* WHAT TO PRODUCE
Output every line of the records below as a numbered list, leaving out the blank lines.

* Data listing
══════════════════════════════
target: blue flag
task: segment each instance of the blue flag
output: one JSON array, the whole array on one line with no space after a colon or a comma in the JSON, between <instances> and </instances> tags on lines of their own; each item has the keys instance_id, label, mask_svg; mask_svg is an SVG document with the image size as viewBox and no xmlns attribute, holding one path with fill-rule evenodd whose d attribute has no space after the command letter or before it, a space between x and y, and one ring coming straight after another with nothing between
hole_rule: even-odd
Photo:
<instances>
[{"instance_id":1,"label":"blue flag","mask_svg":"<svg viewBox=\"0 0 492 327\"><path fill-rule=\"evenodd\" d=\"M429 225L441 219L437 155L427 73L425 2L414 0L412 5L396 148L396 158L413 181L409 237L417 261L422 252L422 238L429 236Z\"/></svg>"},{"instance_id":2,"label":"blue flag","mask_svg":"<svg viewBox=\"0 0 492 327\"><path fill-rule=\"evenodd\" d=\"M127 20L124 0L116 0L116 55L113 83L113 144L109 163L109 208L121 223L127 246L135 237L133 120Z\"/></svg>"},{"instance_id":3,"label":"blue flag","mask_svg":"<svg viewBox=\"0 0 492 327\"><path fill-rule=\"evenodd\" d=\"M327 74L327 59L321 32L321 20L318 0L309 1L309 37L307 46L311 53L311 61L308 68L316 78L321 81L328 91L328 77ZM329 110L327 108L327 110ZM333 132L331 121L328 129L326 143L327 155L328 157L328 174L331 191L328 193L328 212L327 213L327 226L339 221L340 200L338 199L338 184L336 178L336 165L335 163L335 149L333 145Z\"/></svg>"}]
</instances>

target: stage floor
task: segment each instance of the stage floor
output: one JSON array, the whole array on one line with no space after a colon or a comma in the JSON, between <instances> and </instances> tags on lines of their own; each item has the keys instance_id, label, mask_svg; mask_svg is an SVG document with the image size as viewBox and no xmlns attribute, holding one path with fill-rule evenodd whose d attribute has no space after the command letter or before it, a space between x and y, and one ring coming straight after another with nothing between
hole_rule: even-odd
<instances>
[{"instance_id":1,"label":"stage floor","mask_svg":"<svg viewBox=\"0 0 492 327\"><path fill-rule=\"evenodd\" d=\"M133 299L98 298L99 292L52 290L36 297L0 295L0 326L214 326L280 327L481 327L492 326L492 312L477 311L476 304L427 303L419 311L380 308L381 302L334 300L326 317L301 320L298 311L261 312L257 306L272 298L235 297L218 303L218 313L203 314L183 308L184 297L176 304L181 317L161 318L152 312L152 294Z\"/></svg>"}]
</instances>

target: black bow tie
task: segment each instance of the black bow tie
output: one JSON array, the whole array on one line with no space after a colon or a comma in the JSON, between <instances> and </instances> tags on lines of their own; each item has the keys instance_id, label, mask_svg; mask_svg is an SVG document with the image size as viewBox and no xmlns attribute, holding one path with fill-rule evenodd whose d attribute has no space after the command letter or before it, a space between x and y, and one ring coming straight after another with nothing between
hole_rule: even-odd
══════════════════════════════
* OUTPUT FOR THIS TASK
1. target: blue flag
2. task: segment each instance of the blue flag
3. output: one JSON array, the whole array on one line with no space after a colon or a comma in the JSON, between <instances> and </instances> tags on lines of their own; each item has the keys instance_id, label, mask_svg; mask_svg is an SVG document with the image size as viewBox and no xmlns attribute, holding one path with fill-rule evenodd whose d attribute has no space after the command letter or before it, a space between x and y, and one ring coming straight after another with nothing between
4. hole_rule: even-odd
5. Photo:
6. <instances>
7. [{"instance_id":1,"label":"blue flag","mask_svg":"<svg viewBox=\"0 0 492 327\"><path fill-rule=\"evenodd\" d=\"M429 225L441 219L437 155L427 73L425 2L414 0L412 5L396 148L396 158L413 181L409 237L417 261L422 252L422 238L429 236Z\"/></svg>"},{"instance_id":2,"label":"blue flag","mask_svg":"<svg viewBox=\"0 0 492 327\"><path fill-rule=\"evenodd\" d=\"M127 20L124 0L116 0L116 55L113 83L113 144L109 163L109 208L121 223L127 246L135 237L133 120Z\"/></svg>"},{"instance_id":3,"label":"blue flag","mask_svg":"<svg viewBox=\"0 0 492 327\"><path fill-rule=\"evenodd\" d=\"M327 74L327 59L321 32L321 20L318 0L309 1L309 37L307 46L311 53L311 61L308 68L316 78L321 81L328 91L328 77ZM329 110L327 108L327 110ZM333 132L331 121L328 129L326 143L327 155L328 157L328 174L331 191L328 193L328 212L327 213L327 226L339 221L340 200L338 199L338 184L336 178L336 165L335 163L335 149L333 145Z\"/></svg>"}]
8. </instances>
9. target: stage floor
10. task: segment each instance of the stage floor
11. output: one JSON array, the whole array on one line with no space after a colon or a comma in the JSON, between <instances> and </instances> tags on lines of their own; each item has the keys instance_id, label, mask_svg; mask_svg is an SVG document with the image size as viewBox and no xmlns attribute, holding one path with fill-rule evenodd whose d attribute has no space after the command letter or before it, a space between x and y, and one ring coming straight after another with nothing between
12. hole_rule: even-odd
13. <instances>
14. [{"instance_id":1,"label":"stage floor","mask_svg":"<svg viewBox=\"0 0 492 327\"><path fill-rule=\"evenodd\" d=\"M133 299L98 298L99 292L52 290L36 297L0 295L0 326L214 326L280 327L481 327L492 326L492 312L477 311L476 304L427 303L419 311L380 308L381 302L334 300L326 317L301 320L298 311L261 312L257 306L272 298L235 297L218 303L218 313L203 314L183 308L184 297L176 304L181 317L161 318L152 312L152 294Z\"/></svg>"}]
15. </instances>
16. target: black bow tie
17. task: segment each instance of the black bow tie
18. output: one JSON array, the whole array on one line with no space after a colon or a comma in the JSON, between <instances> and </instances> tags on lines of their own; each item has the keys instance_id, label, mask_svg; mask_svg is an SVG document with the image size as viewBox and no xmlns attribute, holding one path with fill-rule evenodd whose d attribute has no space after the command letter or before it, a space between x and y, and one ring coming straight after another with nothing between
19. hole_rule: even-odd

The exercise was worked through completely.